MATERIALS PROVIDED START
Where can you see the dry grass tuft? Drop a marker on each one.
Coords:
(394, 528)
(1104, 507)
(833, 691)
MATERIALS PROVIDED END
MATERIALS PROVIDED START
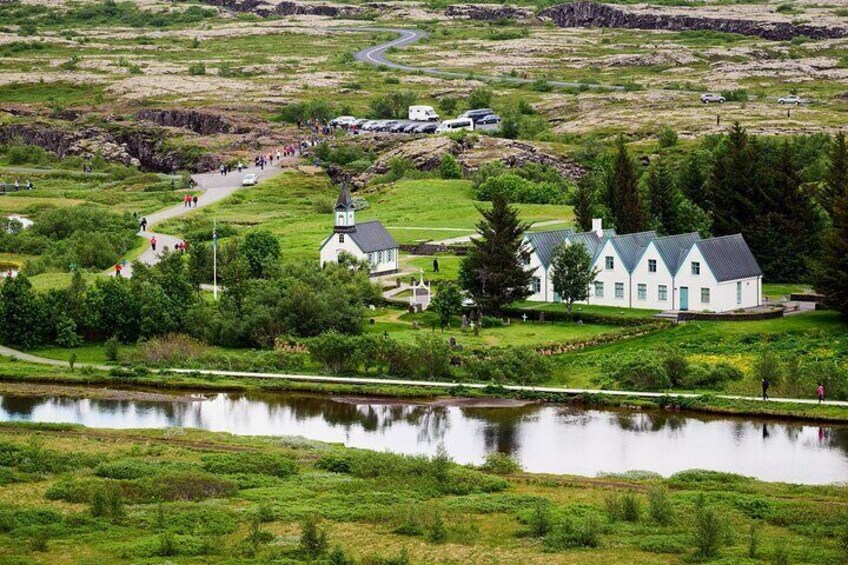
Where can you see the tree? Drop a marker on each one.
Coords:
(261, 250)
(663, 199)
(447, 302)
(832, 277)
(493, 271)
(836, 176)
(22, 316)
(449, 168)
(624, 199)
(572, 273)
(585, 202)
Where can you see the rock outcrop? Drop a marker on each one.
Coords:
MATERIALS PROVIDED END
**HOW TO COMPLETE THIS TASK**
Going through the data above, please tally the lines that contain the string "Where" and return only the total.

**EXERCISE SOLUTION**
3